## Texto fornecido
##########

Sirte — uma estratégica cidade portuária 450 quilómetros a leste da capital Tripoli e lugar onde nasceu o antigo líder líbio Muammar Khadafi — é um importante objectivo na luta contra o Estado Islâmico. Desde o final de 2014 que o grupo salafista de inspiração sunita se estabeleceu na Líbia, aproveitando o vazio político deixado após a intervenção militar da NATO para derrubar Khadafi. E Sirte era o seu principal bastião fora da Síria e do Iraque, onde no Verão de 2014 foi estabelecido um “califado”.
Uma vitória das forças pró-governamentais — essencialmente um conjunto de milícias provenientes de Misrata, a terceira principal cidade do país — pode também dar um novo incentivo ao executivo recém-formado sob os auspícios das Nações Unidas. O governo de unidade nacional é uma tentativa por parte da comunidade internacional de pôr fim ao caos em que a Líbia está mergulhada.
A deposição de Khadafi em 2011 deixou a Líbia à mercê de um conflito militar interno. O foco de poder passou a estar dividido em dois governos rivais: um com sede em Tripoli e outro em Tobruk, no leste. Nenhum reconhece legitimidade ao governo de unidade, mas todos querem evitar que o país se torne num feudo do Estado Islâmico.
O líder do governo recém-formado, Fayez al-Sarraj, apelou “a todas as forças militares a se unirem face ao inimigo comum e a juntarem-se às forças vitoriosas”. Os Estados Unidos ponderam armar as forças militares leais ao governo de unidade, mas os riscos de enviar armas para um país onde a instabilidade impera são muitos.

##########

## Registos de dados
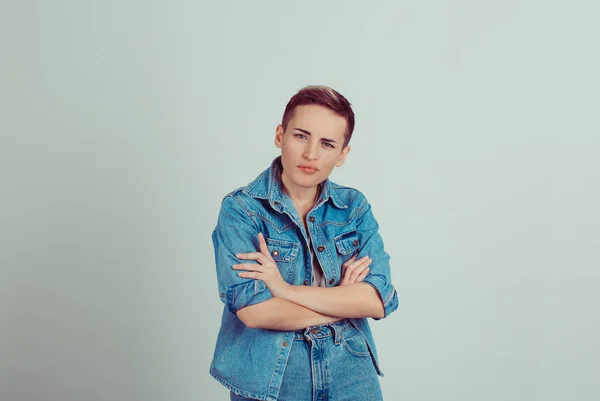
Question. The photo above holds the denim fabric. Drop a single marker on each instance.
(251, 362)
(323, 366)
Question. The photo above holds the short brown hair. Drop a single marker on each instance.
(322, 96)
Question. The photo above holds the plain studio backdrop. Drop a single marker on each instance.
(124, 123)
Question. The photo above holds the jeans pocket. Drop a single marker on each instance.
(355, 342)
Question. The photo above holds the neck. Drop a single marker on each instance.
(302, 197)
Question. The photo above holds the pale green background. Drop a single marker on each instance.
(124, 123)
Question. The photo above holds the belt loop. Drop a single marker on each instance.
(336, 334)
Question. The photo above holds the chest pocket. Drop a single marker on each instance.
(284, 254)
(347, 244)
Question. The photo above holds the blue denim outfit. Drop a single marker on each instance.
(252, 362)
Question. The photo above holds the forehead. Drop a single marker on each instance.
(319, 120)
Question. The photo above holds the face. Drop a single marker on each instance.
(311, 146)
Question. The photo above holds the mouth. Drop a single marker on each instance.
(308, 169)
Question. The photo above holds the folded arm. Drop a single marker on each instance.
(279, 314)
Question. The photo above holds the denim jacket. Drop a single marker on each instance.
(251, 361)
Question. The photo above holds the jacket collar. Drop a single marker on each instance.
(268, 185)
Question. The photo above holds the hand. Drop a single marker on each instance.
(354, 271)
(266, 270)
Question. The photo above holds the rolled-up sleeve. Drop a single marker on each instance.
(236, 233)
(371, 244)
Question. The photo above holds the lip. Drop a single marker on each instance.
(308, 169)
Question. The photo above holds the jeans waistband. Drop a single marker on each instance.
(323, 331)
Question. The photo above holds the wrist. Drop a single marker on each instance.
(283, 291)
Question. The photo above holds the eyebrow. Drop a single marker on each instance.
(308, 133)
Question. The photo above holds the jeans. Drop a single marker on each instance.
(329, 362)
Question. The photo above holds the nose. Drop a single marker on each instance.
(310, 151)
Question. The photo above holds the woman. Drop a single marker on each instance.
(300, 268)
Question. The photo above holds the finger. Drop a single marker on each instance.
(348, 263)
(250, 256)
(362, 276)
(263, 245)
(352, 259)
(359, 264)
(358, 270)
(248, 266)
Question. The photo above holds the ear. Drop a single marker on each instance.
(279, 136)
(343, 156)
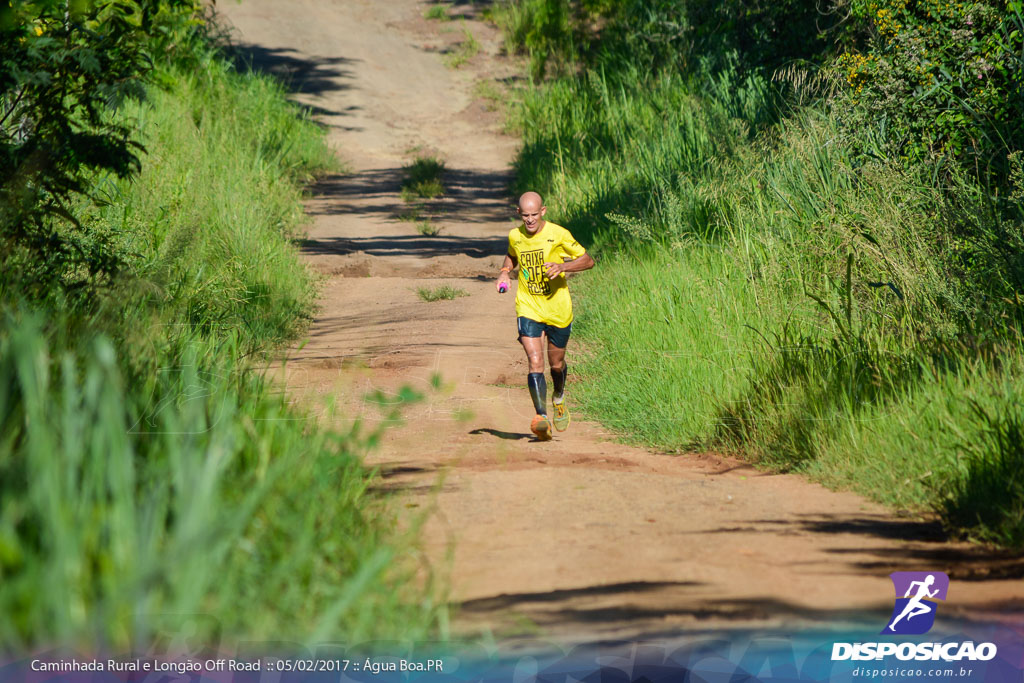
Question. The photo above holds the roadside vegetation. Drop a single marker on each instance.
(147, 473)
(811, 233)
(440, 293)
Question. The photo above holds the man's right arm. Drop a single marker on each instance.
(507, 266)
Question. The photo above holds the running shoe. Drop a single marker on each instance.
(561, 416)
(541, 427)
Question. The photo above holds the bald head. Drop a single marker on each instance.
(531, 211)
(530, 201)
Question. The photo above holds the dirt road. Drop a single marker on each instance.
(582, 538)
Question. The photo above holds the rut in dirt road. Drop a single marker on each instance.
(582, 538)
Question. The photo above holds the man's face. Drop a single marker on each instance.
(532, 215)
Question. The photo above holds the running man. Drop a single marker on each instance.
(916, 605)
(543, 252)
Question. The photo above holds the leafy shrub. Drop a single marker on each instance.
(939, 79)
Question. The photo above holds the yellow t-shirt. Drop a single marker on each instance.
(540, 298)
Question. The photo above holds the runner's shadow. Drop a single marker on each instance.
(515, 436)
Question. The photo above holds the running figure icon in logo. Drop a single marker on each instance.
(920, 604)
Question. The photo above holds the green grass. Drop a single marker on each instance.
(437, 12)
(464, 51)
(428, 228)
(147, 472)
(440, 293)
(805, 309)
(424, 179)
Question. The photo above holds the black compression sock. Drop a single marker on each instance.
(558, 381)
(538, 391)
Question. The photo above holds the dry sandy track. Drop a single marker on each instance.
(582, 538)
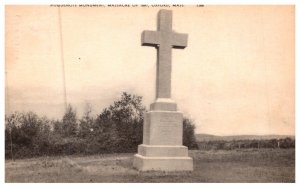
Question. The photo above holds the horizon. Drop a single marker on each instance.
(235, 77)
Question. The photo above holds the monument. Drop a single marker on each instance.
(162, 148)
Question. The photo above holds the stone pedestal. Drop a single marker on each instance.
(162, 148)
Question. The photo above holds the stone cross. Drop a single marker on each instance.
(164, 39)
(162, 148)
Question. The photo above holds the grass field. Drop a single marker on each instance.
(251, 165)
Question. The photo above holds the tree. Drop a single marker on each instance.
(124, 122)
(69, 122)
(189, 139)
(86, 123)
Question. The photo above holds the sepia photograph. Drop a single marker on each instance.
(149, 93)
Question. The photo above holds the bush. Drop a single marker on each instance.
(118, 128)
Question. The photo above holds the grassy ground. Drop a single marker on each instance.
(252, 165)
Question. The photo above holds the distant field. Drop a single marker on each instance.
(207, 137)
(251, 165)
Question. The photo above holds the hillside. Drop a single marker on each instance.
(207, 137)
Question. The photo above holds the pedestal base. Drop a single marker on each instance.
(143, 163)
(162, 158)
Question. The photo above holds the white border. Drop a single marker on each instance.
(197, 185)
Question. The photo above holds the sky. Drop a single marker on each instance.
(236, 76)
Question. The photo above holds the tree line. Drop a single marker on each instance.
(244, 144)
(117, 129)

##########

Reproduza o texto sobre Sirte na íntegra, sem qualquer alteração. Baseie-se apenas no texto, não na listagem.

## Solução proposta
Sirte — uma estratégica cidade portuária 450 quilómetros a leste da capital Tripoli e lugar onde nasceu o antigo líder líbio Muammar Khadafi — é um importante objectivo na luta contra o Estado Islâmico. Desde o final de 2014 que o grupo salafista de inspiração sunita se estabeleceu na Líbia, aproveitando o vazio político deixado após a intervenção militar da NATO para derrubar Khadafi. E Sirte era o seu principal bastião fora da Síria e do Iraque, onde no Verão de 2014 foi estabelecido um “califado”.
Uma vitória das forças pró-governamentais — essencialmente um conjunto de milícias provenientes de Misrata, a terceira principal cidade do país — pode também dar um novo incentivo ao executivo recém-formado sob os auspícios das Nações Unidas. O governo de unidade nacional é uma tentativa por parte da comunidade internacional de pôr fim ao caos em que a Líbia está mergulhada.
A deposição de Khadafi em 2011 deixou a Líbia à mercê de um conflito militar interno. O foco de poder passou a estar dividido em dois governos rivais: um com sede em Tripoli e outro em Tobruk, no leste. Nenhum reconhece legitimidade ao governo de unidade, mas todos querem evitar que o país se torne num feudo do Estado Islâmico.
O líder do governo recém-formado, Fayez al-Sarraj, apelou “a todas as forças militares a se unirem face ao inimigo comum e a juntarem-se às forças vitoriosas”. Os Estados Unidos ponderam armar as forças militares leais ao governo de unidade, mas os riscos de enviar armas para um país onde a instabilidade impera são muitos.